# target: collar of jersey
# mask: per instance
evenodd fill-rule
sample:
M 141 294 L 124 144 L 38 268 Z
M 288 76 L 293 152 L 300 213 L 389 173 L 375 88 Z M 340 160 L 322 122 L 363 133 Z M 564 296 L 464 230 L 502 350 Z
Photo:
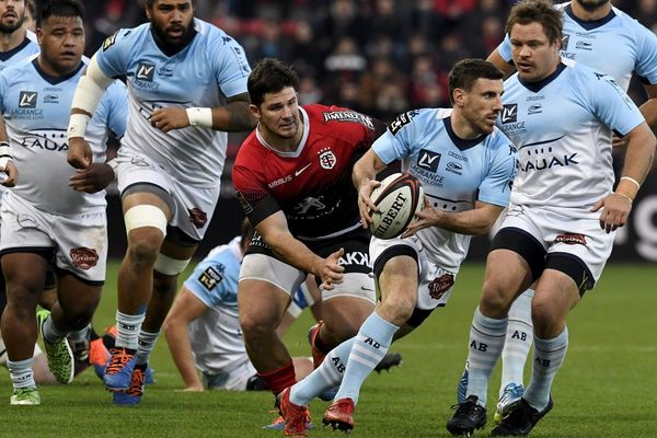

### JOB
Please reproduce all of the data above character for character, omitting the picture.

### CORRECT ANSWER
# target: collar of jersey
# mask: per instance
evenodd fill-rule
sample:
M 141 294 L 124 144 L 38 268 Z
M 288 76 L 293 152 L 300 213 L 389 173 L 375 88 Z M 340 160 L 322 122 L 363 133 Z M 564 296 L 464 230 L 502 350 Z
Photo:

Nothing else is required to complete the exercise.